Googles Colab Notebooks is an example of application based cloud computing (for that matter their whole suite of application falls into that category).

## Service Models

* [Software as a service (SaaS)](https://en.wikipedia.org/wiki/Cloud_computing#Software_as_a_service_(SaaS))
    
    **Definition**: The capability provided to the consumer is to use the provider's applications running on a cloud infrastructure. 
    <!-- The applications are accessible from various client devices through either a thin client interface, such as a web browser (e.g., web-based email), or a program interface. The consumer does not manage or control the underlying cloud infrastructure including network, servers, operating systems, storage, or even individual application capabilities, with the possible exception of limited user-specific application configuration settings. -->
    
    **Examples**: Google Docs and Colab Notebooks
 

   
* [Platform as a service (PaaS)](https://en.wikipedia.org/wiki/Cloud_computing#Platform_as_a_service_(PaaS))

- _Goal_:
Could you pick up the cloud service models text right after its last line, the "Platform as a service (PaaS)" link, and keep writing it?

- _Dataset entries_:
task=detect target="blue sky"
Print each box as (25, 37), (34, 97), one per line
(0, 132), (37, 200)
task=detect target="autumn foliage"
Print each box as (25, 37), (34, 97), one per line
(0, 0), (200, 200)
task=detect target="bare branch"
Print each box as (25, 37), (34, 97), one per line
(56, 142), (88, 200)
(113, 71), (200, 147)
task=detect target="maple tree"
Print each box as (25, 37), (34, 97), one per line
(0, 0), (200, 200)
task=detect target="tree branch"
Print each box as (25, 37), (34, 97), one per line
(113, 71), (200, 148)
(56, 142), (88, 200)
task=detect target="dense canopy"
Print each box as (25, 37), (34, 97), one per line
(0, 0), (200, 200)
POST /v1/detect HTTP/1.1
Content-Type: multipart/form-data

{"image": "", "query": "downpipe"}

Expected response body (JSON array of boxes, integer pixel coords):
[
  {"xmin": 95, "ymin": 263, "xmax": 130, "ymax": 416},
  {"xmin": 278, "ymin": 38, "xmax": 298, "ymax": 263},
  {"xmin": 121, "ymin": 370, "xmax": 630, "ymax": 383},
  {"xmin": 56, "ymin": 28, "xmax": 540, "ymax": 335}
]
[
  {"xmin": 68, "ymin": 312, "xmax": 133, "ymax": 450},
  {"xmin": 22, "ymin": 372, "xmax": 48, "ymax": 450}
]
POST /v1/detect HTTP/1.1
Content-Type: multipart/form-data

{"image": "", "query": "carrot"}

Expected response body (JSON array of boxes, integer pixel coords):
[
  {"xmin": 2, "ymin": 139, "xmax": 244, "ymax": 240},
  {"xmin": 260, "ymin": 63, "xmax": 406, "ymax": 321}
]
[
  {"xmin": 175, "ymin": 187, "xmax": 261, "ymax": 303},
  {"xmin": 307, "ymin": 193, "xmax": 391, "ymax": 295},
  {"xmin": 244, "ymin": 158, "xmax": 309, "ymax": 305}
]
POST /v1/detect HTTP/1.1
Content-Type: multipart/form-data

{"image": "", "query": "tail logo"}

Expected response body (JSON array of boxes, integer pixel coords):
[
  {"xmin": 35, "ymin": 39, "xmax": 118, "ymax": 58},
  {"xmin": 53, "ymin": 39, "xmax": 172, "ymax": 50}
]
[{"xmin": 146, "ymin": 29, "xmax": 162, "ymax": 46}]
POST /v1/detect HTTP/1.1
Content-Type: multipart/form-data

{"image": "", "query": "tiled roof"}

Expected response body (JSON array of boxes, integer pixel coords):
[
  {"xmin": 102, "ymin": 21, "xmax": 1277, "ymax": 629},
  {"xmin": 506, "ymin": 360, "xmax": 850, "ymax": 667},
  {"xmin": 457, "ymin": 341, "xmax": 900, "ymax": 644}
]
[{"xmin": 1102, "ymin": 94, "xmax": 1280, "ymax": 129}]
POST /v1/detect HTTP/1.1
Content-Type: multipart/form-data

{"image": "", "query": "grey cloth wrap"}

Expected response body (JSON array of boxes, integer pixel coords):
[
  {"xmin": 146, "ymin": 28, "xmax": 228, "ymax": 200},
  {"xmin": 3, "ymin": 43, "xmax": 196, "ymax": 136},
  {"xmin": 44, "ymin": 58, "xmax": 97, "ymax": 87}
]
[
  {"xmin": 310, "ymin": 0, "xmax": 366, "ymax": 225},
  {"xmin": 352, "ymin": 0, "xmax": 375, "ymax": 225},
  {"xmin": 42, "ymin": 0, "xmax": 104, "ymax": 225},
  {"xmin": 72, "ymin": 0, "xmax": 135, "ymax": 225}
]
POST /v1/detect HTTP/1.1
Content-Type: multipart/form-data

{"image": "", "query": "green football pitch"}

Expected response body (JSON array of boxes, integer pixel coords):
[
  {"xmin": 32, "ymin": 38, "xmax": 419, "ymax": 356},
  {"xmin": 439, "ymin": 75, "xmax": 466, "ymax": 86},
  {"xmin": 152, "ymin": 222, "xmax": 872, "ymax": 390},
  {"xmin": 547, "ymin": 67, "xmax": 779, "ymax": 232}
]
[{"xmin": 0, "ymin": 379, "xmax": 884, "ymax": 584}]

- _Expected answer_:
    **Definition**: The capability provided to the consumer is to deploy onto the cloud infrastructure consumer-created or acquired applications created using programming languages, libraries, services, and tools supported by the provider. 
    <!-- The consumer does not manage or control the underlying cloud infrastructure including network, servers, operating systems, or storage, but has control over the deployed applications and possibly configuration settings for the application-hosting environment.-->
    
    **Examples**: AWS Sagemaker and S3
 

   
* [Infrastructure as a service (IaaS)](https://en.wikipedia.org/wiki/Cloud_computing#Infrastructure_as_a_service_(IaaS))

    **Definition**: The consumer is able to deploy and run arbitrary software, which can include operating systems and applications and has control over operating systems, storage, and deployed applications.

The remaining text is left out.